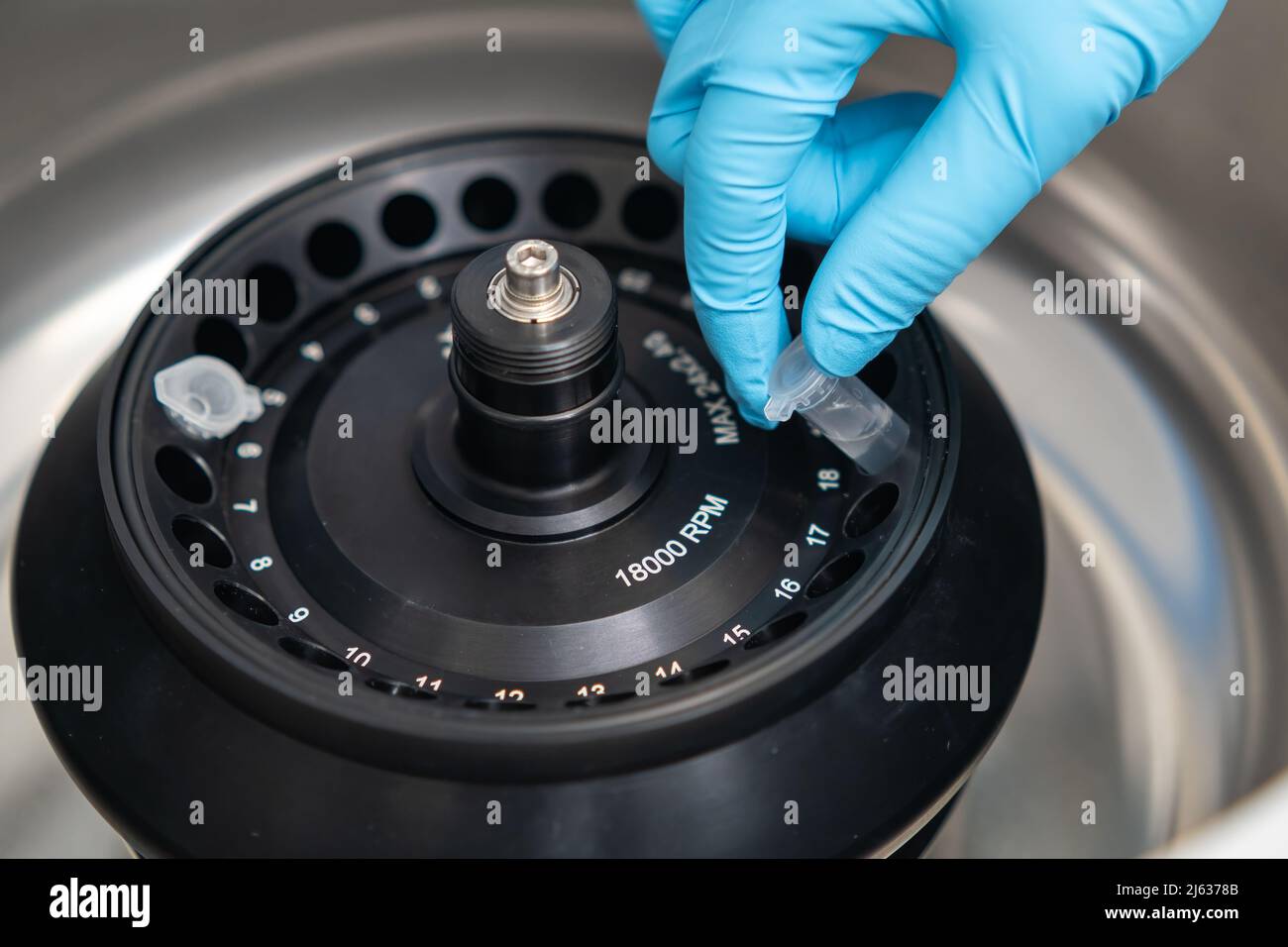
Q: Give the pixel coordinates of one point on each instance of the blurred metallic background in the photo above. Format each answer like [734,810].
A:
[1127,702]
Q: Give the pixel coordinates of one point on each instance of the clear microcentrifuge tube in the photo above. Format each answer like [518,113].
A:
[205,397]
[844,408]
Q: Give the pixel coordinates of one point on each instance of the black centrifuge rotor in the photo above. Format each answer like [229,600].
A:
[338,554]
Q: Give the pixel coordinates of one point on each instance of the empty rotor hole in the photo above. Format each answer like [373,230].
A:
[880,373]
[245,603]
[220,339]
[571,200]
[335,250]
[184,474]
[835,574]
[651,213]
[489,204]
[871,510]
[776,630]
[214,549]
[312,654]
[274,291]
[408,221]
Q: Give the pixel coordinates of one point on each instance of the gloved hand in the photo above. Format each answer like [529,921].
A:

**Problem requirements:** Copy every item above word for word, leaving out the picture lines.

**Expected answer:**
Q: Give the pixel coordinates of one point on each instance of the blurred metallic background in the photo above. Format each answer like [734,810].
A:
[1127,702]
Q: Give the pixel coordinates of one point on each instance of the clear microcentrifuge tube in the photo above. Format each answer like [518,113].
A:
[205,397]
[844,408]
Q: Give the pixel coordinates of one point on each instance of the black centrifuge rotor in the photo above. Format each answer like [229,600].
A:
[338,554]
Q: Give the pixel coordinates of one point on each instance of the empty rotor hole in the photo above. Format each answer like [373,230].
A:
[880,373]
[245,603]
[220,339]
[571,200]
[335,250]
[184,474]
[835,574]
[651,213]
[489,204]
[871,510]
[776,630]
[214,549]
[312,654]
[274,291]
[408,221]
Q: Give the pixel coordinates of one point on each instance of the gloved hand in the photo above. Format each answer like [529,921].
A:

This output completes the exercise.